Punjab State Power Corporation Limited (PSPCL) is the electricity generating and distributing company of the Government of Punjab state in India. It was formerly known as Punjab State Electricity Board (PSEB) which was unbundled by the government of Punjab into two companies on 16 April 2010 as Punjab State Power Corporation Ltd. (POWERCOM) and Punjab State Transmission Corporation Ltd. (TRANSCO).

History 
PSPCL was incorporated as company on 16 April 2010 and was given the responsibility of operating and maintenance of State's own generating projects and distribution system. The business of generation of power of erstwhile PSEB was transferred to PSPCL.

Power plants

Thermal 
 Rajpura Thermal Power Plant, Rajpura. It is a Case-2 based most efficient and top of the MERIT order thermal power plant in Punjab, with power capacity of 1400 MW (700x2).
 Talwandi Sabo Power Project, Mansa. It is the highest capacity thermal power plant in Punjab, with power capacity of 1980 MW (660x3).

◆ WORK INSTRUCTIONS:
A: According to the PSPCL text, on what date was the Punjab State Electricity Board unbundled into two companies?
B: Rewrite the paragraph of the PSPCL text beginning "PSPCL was incorporated as company" as a short bulleted list.
Answer from the PSPCL text alone.

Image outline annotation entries
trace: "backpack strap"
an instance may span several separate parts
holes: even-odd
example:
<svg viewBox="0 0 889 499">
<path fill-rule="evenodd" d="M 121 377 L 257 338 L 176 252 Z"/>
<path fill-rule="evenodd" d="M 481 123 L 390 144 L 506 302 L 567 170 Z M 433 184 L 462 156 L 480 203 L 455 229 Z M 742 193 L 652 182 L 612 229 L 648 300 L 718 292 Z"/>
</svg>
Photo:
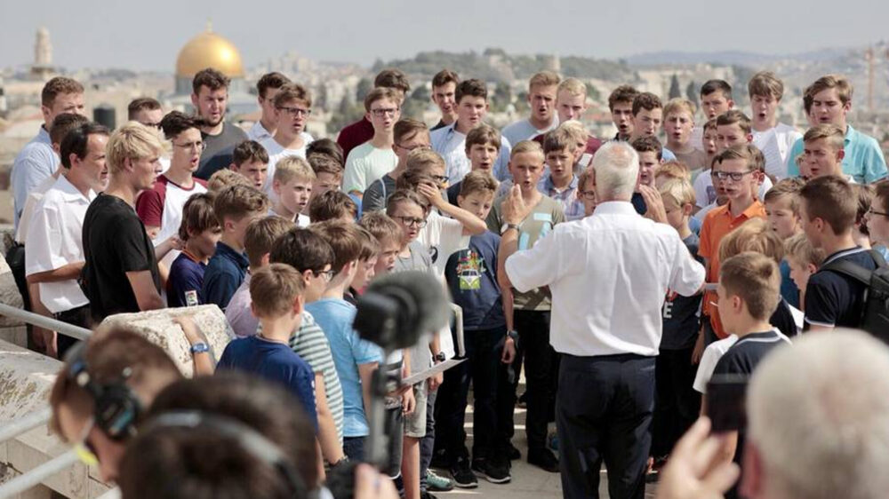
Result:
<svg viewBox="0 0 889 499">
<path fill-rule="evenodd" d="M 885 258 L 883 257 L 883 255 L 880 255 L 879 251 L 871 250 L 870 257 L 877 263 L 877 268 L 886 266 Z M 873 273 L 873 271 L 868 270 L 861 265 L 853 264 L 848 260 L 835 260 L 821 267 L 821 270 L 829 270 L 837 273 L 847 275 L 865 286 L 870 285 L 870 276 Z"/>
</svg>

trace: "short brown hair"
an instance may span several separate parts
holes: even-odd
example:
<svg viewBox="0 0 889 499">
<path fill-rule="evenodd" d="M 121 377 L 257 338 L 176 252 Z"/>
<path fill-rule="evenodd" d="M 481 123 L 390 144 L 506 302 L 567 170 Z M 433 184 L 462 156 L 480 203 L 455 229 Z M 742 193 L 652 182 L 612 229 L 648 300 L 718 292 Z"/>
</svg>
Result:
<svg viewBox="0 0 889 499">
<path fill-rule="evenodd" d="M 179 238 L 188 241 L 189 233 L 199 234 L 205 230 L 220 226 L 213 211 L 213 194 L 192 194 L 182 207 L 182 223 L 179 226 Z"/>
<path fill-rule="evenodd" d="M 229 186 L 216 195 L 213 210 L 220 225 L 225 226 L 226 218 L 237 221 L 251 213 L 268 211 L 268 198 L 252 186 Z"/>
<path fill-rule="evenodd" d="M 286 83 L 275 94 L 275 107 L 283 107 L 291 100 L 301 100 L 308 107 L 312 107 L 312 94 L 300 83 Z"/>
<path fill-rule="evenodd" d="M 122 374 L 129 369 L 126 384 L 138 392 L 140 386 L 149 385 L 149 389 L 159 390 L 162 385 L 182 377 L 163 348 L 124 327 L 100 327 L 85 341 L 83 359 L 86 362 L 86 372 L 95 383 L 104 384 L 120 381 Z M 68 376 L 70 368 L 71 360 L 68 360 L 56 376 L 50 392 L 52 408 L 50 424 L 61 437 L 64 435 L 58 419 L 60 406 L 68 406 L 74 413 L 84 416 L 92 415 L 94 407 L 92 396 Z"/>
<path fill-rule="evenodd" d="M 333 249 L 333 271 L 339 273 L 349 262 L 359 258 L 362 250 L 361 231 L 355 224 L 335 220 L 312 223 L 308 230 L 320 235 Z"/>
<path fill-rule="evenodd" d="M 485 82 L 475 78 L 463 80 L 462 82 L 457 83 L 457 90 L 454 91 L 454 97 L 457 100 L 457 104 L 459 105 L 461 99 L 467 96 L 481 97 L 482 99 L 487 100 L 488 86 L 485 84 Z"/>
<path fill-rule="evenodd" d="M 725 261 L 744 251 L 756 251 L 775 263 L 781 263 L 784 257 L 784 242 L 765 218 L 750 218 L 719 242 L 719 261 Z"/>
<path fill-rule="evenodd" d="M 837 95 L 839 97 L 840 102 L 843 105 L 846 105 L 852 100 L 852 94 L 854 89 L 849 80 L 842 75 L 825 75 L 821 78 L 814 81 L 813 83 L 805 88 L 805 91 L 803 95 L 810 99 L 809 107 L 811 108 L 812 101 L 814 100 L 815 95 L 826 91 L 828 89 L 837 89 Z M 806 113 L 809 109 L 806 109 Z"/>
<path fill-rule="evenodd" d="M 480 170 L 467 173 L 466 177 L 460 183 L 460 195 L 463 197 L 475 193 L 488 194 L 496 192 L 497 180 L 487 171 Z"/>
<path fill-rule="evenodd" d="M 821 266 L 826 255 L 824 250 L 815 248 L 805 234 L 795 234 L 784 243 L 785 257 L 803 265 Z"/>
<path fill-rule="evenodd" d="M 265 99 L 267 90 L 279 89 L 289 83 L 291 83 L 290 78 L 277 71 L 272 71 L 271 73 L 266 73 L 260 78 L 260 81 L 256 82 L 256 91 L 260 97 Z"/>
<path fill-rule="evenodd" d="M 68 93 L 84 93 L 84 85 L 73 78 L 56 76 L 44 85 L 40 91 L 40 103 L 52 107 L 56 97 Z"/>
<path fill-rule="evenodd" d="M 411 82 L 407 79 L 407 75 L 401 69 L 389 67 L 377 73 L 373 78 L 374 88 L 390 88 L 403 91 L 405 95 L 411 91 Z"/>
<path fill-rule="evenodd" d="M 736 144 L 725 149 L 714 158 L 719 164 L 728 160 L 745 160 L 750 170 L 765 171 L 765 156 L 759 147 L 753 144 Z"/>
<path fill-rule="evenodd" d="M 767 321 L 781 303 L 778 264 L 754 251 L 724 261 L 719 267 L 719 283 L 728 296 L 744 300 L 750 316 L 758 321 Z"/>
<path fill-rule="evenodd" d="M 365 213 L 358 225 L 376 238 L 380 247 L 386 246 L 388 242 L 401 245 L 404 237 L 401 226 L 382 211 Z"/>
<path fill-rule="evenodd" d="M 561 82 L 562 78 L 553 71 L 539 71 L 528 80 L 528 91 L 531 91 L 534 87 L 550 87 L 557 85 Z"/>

◆ THE RESPONSES:
A: 16 April 2010.

B:
- Incorporated as a company on 16 April 2010
- Responsible for operating and maintaining the state's own generating projects and distribution system
- Took over the power generation business of the former PSEB